_What is required_
Beginning with the line that holds "Target: smiling mouth" in the data below, give again every line through the one that holds "Target: eye", exactly as written.

_Input records_
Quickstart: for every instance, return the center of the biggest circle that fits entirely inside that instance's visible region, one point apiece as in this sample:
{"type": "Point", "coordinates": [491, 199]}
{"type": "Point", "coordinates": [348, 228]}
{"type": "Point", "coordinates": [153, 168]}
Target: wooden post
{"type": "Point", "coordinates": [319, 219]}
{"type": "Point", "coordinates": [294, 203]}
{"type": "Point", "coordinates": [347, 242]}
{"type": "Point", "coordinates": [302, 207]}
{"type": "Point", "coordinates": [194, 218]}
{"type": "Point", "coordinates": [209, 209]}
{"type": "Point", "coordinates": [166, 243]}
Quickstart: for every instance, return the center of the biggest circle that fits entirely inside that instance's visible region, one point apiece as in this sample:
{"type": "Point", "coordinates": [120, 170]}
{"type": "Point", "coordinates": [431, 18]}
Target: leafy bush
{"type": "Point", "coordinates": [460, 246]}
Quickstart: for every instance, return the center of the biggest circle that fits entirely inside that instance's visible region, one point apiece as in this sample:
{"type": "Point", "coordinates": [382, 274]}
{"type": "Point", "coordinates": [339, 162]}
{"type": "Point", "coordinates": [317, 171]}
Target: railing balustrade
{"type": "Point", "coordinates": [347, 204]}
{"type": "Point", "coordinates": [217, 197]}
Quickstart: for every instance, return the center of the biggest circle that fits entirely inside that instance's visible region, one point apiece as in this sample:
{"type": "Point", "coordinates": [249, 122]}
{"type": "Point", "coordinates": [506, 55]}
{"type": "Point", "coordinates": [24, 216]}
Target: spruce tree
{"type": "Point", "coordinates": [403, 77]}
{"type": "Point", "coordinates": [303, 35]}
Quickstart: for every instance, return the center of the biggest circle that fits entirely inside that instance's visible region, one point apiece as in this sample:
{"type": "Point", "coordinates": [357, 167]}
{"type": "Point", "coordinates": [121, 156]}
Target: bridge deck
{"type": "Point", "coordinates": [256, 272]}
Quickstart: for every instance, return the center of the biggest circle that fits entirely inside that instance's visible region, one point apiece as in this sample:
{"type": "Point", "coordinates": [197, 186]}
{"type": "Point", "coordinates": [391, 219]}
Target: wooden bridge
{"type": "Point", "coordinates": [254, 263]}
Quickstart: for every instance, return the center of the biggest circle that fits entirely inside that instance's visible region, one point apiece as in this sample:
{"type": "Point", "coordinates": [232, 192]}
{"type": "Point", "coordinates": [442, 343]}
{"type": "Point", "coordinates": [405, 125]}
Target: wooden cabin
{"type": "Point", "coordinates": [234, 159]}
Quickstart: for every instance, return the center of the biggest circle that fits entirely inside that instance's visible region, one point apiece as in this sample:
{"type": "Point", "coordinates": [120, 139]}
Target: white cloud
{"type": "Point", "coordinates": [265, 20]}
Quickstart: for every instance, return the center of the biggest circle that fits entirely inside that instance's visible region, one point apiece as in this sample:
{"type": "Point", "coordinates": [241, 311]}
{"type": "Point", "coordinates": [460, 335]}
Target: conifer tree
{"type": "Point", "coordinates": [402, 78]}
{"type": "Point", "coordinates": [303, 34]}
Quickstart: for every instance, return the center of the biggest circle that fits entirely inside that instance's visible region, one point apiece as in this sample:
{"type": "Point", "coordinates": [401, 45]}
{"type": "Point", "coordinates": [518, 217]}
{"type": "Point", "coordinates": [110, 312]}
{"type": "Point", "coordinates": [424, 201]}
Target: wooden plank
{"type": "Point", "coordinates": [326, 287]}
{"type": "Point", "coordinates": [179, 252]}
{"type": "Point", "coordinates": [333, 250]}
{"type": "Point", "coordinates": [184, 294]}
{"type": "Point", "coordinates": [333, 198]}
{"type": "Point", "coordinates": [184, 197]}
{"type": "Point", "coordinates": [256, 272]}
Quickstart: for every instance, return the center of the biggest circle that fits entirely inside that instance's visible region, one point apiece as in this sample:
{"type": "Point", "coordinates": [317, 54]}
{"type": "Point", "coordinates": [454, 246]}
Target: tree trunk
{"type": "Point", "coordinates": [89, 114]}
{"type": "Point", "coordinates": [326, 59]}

--

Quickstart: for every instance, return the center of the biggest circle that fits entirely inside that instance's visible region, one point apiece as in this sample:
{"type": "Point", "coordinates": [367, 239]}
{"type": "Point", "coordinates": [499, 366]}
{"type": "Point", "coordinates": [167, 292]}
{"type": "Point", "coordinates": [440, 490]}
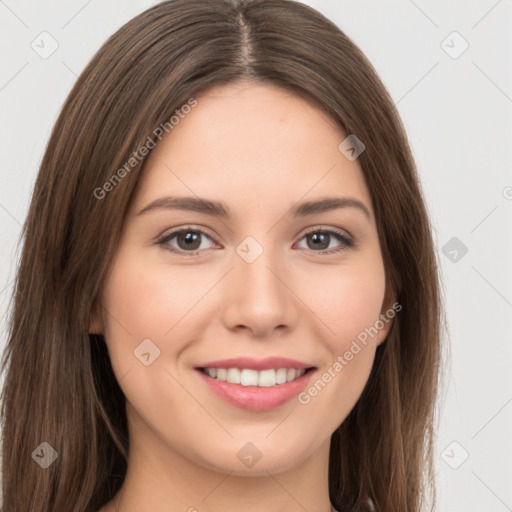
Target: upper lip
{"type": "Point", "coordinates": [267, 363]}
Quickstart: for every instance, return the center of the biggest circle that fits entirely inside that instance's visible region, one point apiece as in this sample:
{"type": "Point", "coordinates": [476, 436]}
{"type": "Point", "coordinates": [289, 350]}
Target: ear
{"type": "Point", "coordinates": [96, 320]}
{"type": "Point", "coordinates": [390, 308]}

* * *

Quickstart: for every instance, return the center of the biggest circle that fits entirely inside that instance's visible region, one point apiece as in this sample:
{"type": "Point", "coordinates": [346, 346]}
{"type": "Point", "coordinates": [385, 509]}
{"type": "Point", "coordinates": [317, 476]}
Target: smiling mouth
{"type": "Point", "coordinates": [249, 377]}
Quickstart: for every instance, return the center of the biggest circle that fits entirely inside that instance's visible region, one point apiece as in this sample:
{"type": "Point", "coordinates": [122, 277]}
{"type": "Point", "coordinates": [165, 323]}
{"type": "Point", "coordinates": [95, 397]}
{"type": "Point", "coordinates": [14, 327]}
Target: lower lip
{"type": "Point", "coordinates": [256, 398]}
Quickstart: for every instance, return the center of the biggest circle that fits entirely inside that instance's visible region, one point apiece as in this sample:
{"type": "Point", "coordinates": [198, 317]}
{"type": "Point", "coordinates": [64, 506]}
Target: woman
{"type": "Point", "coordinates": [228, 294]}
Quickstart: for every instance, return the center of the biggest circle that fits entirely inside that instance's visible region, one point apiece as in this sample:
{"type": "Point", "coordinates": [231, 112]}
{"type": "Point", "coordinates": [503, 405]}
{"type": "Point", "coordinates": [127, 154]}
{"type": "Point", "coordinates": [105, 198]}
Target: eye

_Final answer_
Target: smiling mouth
{"type": "Point", "coordinates": [249, 377]}
Quickstart: for every instance, return the center of the biggest circle that fits entirely inside that instance's visible region, one point apiece as in this sample:
{"type": "Point", "coordinates": [122, 277]}
{"type": "Point", "coordinates": [165, 323]}
{"type": "Point", "coordinates": [95, 397]}
{"type": "Point", "coordinates": [14, 327]}
Target: lower lip
{"type": "Point", "coordinates": [256, 398]}
Quickstart: for every instance, return the center of the biggest circle that fits entirely inside that instance's visible region, one point apiece as in this sample:
{"type": "Point", "coordinates": [198, 317]}
{"type": "Point", "coordinates": [64, 506]}
Target: woman
{"type": "Point", "coordinates": [228, 294]}
Quickstart: for every instance, return the center of the biggest circle that fits entirely inside that instance's visible region, one point apiece as in this sample:
{"type": "Point", "coordinates": [231, 112]}
{"type": "Point", "coordinates": [503, 405]}
{"type": "Point", "coordinates": [127, 154]}
{"type": "Point", "coordinates": [105, 198]}
Target: eye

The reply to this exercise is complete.